Items listed in a dataset:
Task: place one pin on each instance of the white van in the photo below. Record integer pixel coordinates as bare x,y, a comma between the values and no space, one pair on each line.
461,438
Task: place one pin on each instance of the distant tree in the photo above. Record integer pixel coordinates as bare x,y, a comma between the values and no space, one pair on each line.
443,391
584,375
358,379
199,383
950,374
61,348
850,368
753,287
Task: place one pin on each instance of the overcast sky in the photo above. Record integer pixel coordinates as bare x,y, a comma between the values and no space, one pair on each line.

• [WHAT TO WORK ON]
Make an exact transcription of all the records.

• [SOLUTION BELOW]
Task: place one pin on each instance of the white van in the photo below. Record integer pixel coordinates as bare x,y, a comma between the values and no space, one pair on each line.
461,438
Task: place one pin on each instance of the distant tree in the photo above. Record integer pixel coordinates as bare x,y, a comma between the values and no space, one pair on each line.
443,391
584,375
358,379
199,383
950,374
61,348
850,368
753,287
Task: place one pin on each instance of the overcast sky in the photo above. Record integer pixel coordinates as bare x,y, a comma between the values and no space, one pair on each line.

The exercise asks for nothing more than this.